▸ **Task objective**: Write out exactly the lines from the one containing "the woman's lips" through the last line of the records below, including both.

** Start of Records supplied **

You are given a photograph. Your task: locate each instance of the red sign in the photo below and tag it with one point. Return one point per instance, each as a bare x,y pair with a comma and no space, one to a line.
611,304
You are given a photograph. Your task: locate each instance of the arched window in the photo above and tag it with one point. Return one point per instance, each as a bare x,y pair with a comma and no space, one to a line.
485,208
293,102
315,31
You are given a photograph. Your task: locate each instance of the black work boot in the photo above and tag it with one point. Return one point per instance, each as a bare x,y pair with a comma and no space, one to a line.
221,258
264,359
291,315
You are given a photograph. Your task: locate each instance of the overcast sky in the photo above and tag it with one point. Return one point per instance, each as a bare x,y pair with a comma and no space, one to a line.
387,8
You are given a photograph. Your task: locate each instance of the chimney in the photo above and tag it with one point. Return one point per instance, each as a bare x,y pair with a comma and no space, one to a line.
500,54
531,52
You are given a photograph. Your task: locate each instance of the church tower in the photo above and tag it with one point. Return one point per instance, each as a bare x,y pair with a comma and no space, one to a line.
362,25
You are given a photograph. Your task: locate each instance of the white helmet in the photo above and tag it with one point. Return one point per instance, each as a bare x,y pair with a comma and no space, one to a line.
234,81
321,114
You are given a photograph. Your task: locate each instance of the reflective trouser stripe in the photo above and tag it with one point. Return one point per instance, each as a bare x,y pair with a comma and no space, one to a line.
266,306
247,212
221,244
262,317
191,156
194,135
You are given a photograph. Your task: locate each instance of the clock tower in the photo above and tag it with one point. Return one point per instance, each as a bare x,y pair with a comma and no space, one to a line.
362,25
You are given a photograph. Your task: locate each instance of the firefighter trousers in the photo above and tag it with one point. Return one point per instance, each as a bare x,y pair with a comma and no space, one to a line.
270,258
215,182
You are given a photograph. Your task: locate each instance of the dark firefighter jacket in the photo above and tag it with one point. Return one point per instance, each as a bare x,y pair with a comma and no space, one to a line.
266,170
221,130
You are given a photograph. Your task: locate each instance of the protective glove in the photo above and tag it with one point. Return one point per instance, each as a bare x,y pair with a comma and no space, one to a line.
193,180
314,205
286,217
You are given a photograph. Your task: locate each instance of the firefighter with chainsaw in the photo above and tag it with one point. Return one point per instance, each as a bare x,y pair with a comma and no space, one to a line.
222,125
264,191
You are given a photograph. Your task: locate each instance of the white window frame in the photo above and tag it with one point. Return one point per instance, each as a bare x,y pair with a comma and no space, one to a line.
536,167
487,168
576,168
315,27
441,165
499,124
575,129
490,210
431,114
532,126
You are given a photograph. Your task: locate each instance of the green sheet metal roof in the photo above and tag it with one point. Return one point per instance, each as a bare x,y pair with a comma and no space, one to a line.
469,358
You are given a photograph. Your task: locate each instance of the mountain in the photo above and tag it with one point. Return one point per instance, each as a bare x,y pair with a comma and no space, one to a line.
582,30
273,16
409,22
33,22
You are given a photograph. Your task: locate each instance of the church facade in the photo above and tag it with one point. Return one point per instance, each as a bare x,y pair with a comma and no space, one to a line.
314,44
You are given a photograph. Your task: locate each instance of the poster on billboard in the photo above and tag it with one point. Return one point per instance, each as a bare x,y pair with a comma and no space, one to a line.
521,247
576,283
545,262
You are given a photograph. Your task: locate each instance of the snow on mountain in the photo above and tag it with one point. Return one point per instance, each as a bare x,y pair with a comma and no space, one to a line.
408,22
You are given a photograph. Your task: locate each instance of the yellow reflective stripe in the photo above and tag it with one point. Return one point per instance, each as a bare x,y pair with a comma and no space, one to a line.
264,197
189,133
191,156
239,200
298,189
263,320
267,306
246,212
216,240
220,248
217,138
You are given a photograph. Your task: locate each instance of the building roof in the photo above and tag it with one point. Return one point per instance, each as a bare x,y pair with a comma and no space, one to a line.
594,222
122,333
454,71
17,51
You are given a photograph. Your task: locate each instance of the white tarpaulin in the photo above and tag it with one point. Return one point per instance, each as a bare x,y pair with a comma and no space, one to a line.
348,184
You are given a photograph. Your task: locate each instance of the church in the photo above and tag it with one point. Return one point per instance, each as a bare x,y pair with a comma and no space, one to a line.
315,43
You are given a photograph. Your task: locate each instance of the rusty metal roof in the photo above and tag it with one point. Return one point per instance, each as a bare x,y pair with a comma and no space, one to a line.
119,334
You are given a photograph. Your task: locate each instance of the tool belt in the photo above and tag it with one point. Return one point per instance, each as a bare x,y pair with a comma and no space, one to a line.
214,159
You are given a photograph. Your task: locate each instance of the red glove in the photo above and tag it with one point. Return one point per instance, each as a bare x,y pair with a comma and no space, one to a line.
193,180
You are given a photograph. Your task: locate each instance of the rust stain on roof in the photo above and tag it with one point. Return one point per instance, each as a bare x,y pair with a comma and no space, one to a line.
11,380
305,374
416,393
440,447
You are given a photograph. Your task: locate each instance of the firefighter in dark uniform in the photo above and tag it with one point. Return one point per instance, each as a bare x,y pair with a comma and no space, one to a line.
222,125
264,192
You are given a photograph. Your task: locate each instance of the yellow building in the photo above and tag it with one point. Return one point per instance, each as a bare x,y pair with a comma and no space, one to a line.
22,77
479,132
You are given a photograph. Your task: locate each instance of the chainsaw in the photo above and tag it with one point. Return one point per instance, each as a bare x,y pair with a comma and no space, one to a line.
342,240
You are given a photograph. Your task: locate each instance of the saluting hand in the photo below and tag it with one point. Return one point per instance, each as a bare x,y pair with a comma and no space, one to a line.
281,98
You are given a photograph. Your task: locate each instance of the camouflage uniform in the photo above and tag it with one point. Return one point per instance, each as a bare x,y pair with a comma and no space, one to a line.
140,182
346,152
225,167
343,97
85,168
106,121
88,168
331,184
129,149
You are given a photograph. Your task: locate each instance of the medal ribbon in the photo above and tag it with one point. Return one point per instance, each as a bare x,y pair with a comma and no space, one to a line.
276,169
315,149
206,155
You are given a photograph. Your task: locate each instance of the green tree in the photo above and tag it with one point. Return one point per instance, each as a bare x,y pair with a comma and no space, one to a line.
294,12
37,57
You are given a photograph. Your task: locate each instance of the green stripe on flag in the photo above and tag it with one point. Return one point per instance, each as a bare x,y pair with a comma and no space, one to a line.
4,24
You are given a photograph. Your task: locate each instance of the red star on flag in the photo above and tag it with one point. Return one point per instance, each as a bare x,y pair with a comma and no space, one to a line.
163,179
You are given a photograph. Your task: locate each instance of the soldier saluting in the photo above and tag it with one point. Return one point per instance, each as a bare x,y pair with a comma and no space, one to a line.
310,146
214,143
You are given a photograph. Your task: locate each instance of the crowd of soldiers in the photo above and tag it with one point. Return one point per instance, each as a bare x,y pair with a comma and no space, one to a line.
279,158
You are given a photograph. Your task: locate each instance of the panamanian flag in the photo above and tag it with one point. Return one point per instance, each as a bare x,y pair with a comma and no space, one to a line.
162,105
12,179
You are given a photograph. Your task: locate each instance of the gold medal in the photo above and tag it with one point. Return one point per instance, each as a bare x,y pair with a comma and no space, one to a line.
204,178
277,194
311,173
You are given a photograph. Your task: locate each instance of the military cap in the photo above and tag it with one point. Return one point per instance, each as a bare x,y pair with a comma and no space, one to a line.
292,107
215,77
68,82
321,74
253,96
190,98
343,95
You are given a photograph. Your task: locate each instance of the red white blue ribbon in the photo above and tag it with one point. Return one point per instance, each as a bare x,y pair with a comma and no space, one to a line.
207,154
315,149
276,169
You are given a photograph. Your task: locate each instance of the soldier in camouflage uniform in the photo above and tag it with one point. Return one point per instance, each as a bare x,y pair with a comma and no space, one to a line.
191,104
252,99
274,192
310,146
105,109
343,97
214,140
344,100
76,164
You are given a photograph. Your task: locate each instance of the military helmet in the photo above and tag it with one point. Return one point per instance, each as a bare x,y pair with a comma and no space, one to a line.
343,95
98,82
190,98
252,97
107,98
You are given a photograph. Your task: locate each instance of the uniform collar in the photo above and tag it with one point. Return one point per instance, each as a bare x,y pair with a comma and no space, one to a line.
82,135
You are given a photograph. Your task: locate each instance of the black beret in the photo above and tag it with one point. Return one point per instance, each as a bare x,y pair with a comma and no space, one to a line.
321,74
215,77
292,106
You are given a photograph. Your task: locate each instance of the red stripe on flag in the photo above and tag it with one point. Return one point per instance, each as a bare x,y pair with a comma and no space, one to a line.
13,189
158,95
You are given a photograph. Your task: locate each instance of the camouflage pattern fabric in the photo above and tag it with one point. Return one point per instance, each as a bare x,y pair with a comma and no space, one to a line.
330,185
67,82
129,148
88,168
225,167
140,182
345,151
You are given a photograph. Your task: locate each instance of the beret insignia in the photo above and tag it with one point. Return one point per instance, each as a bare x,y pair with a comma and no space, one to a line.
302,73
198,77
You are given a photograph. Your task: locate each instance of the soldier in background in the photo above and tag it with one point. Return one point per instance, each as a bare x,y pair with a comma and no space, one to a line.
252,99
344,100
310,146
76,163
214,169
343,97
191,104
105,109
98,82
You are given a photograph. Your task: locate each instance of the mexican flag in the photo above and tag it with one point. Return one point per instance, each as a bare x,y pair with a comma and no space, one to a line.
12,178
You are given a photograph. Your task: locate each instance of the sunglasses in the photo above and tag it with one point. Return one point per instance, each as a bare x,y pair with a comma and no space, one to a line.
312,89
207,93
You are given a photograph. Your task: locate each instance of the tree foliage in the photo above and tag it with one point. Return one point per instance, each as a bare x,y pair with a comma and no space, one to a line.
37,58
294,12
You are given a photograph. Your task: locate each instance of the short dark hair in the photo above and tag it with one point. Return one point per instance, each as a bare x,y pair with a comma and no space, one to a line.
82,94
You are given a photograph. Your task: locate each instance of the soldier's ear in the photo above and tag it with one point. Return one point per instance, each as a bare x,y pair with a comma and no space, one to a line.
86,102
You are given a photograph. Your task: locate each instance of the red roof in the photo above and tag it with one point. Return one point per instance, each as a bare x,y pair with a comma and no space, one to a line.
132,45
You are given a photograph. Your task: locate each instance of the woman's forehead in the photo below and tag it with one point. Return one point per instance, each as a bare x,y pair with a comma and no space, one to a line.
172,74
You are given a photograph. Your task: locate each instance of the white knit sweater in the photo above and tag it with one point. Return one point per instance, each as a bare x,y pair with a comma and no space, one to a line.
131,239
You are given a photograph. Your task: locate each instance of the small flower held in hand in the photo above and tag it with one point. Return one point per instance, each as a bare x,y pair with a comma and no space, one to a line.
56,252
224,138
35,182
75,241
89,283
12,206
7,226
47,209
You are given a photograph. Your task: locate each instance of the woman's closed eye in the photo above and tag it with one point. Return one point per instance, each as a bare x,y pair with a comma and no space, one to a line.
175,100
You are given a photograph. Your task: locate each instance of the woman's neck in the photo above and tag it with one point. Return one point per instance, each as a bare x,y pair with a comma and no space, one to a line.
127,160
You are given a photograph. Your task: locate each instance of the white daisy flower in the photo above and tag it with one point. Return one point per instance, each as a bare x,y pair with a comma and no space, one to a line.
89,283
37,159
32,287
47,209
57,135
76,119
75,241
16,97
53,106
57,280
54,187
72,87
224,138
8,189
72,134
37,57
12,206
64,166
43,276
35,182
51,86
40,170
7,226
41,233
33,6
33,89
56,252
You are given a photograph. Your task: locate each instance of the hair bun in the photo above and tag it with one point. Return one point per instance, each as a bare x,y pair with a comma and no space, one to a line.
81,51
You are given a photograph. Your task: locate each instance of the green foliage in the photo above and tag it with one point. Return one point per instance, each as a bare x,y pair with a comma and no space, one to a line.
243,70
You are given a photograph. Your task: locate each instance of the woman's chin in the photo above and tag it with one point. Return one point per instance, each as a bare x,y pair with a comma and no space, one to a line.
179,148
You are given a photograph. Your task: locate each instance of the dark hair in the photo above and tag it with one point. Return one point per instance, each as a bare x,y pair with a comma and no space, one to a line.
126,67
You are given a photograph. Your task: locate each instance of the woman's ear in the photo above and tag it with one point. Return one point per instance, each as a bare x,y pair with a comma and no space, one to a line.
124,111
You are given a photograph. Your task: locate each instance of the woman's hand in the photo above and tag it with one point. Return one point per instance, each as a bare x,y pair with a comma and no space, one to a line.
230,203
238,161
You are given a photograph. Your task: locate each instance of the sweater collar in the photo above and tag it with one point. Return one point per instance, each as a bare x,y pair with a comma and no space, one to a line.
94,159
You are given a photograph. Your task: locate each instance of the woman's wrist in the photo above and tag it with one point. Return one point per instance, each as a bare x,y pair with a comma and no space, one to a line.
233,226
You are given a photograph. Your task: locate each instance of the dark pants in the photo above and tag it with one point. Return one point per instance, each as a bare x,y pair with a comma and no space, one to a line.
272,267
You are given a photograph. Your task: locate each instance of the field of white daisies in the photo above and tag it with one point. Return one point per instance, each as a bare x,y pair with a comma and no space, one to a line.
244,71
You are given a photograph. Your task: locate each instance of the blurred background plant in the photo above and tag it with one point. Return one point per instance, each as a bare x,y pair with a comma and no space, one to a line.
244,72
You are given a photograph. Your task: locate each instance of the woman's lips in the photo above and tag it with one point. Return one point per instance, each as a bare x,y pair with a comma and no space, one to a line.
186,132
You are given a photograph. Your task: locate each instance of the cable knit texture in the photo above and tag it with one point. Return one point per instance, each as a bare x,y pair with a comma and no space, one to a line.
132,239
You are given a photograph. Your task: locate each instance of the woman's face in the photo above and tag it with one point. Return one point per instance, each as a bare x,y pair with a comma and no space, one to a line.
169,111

** End of Records supplied **

▸ **Task output**:
You are given a photograph. Your task: locate each instance of the woman's lips in the photo above and tag it with one point. Return one point per instance, each as a bare x,y pair with a comma and no space, one to a line.
186,132
You are given a photograph. Your task: locate each instance of the cable knit texture in the photo above and tag it with one point. Return one point per instance, each as a bare x,y pair with a comma and no space, one to a line.
132,239
You are given a photograph. Your task: locate each instance of the woman's face in the photo above and tag it with one point. Return one point per instance, each as a bare x,y pair with a comma and no space, one to a line.
169,111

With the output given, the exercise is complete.